Entretien avec David Fahrenthold du Washington Post, l'homme derrière deux des révélations les plus embarrassantes pour le candidat républicain.

David Fahrenthold (Bill O’Leary/Washington Post).
David Fahrenthold (Bill O’Leary/Washington Post).

Temps de lecture: 9 minutes

Si vous deviez choisir entre les trois plus gros scoops de la campagne présidentielle américaine de 2016, lequel choisiriez-vous? L’article du New York Times sur l’imposition de Donald Trump ferait sûrement partie de la liste. La couverture des affaires louches de la fondation de Trump par le Washington Post aussi. Et il y aurait également la révélation de l’enregistrement d’«Access Hollywood» où l’on entend le candidat républicain se vanter d’agressions sexuelles. Deux de ces scoops proviennent d’un seul et même journaliste.

David Fahrenthold a rejoint le Post dès la sortie de l’université en 2000. Après avoir traité à peu près tout, de l’agglomération de Washington D.C. au Congrès, il est passé à la couverture de la campagne en 2015. Sans cesse sur la brèche, c’est lui qui a mis à jour l’affaire de la fondation Trump et continue d’imposer sa marque sur le sujet depuis qu’il a commencé à écrire dessus en janvier. J’ai parlé avec Fahrenthold cette semaine. Au cours de notre conversation, qui a été retranscrite et condensée pour des questions de clarté, nous avons discuté de ses expériences de journalisme concernant Trump, de la rédaction du Post en pleine évolution et tenté de comprendre pourquoi l’enregistrement d’«Access Hollywood» lui a été envoyé.

Isaac Chotiner: Comment t’es-tu retrouvé sur cette affaire de fondation Trump?

David Fahrenthold: Tout a commencé en janvier. Il évite un débat sur Fox News parce qu’il s’occupe d’une collecte de fonds pour les vétérans. Il dit qu’il lève 6 millions de dollars, dont 1 million venant de lui. Mais c’était assez évident qu’il n’a pas levé tout l’argent qu’il disait avoir levé. Alors, je me dis que je vais vérifier. Après tout, il se pouvait que la réponse à tout ça soit très simple. Et en fait, il s’est avéré que non. Et tout cela m’a lancé sur une piste, d’abord avec l’argent des vétérans, et une fois que cette question était réglée, j’ai enquêté pour voir ce qu’il avait fait de ses autres promesses de donner à des œuvres de charité.
---------------
_LISTE DES CONSIGNES_:
**1)** Reproduisez le passage de l'entretien qui va de «David Fahrenthold a» jusqu'à «a été envoyé.» inclus.
**2)** Relevez toutes les personnes que l'entretien désigne par leur nom.
**3)** Prolongez l'entretien avec David Fahrenthold à la suite de la dernière phrase qui y figure.
Les données qui suivent n'ont aucun rapport avec l'entretien.

_Entrées pour l'annotation de cadres de délimitation_:
---------------
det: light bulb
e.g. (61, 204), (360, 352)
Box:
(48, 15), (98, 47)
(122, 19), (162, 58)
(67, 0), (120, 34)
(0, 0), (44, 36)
---------------
_RÉPONSES_:
**1)**
David Fahrenthold a rejoint le Post dès la sortie de l’université en 2000. Après avoir traité à peu près tout, de l’agglomération de Washington D.C. au Congrès, il est passé à la couverture de la campagne en 2015. Sans cesse sur la brèche, c’est lui qui a mis à jour l’affaire de la fondation Trump et continue d’imposer sa marque sur le sujet depuis qu’il a commencé à écrire dessus en janvier. J’ai parlé avec Fahrenthold cette semaine. Au cours de notre conversation, qui a été retranscrite et condensée pour des questions de clarté, nous avons discuté de ses expériences de journalisme concernant Trump, de la rédaction du Post en pleine évolution et tenté de comprendre pourquoi l’enregistrement d’«Access Hollywood» lui a été envoyé.

**2)** David Fahrenthold, Bill O'Leary, Donald Trump, Isaac Chotiner

**3)**
Quand t’es-tu dit que tu étais tombé sur un bon filon?

J’ai commencé par travailler de manière classique, si je peux dire, j’ai appelé les responsables de la campagne de Trump et aussi toutes les œuvres de charité dont ils m’avaient donné la liste. Je les ai donc appelées pour m’assurer qu’ils avaient bien reçu de l’argent, combien d’argent, et puis j’ai rappelé l’équipe de Trump en me disant qu’ils allaient me rencarder. Sauf que ça traînait, ça traînait, et rien ne venait. Le gros changement, pour moi, s’est produit fin mai, quand Corey Lewandowski [l'ancien responsable de la campagne Trump, ndt] m’a appelé pour me dire que Trump avait bien donné le million promis, mais que c’était un secret. Impossible de savoir à qui il l’avait donné.

C’était plausible.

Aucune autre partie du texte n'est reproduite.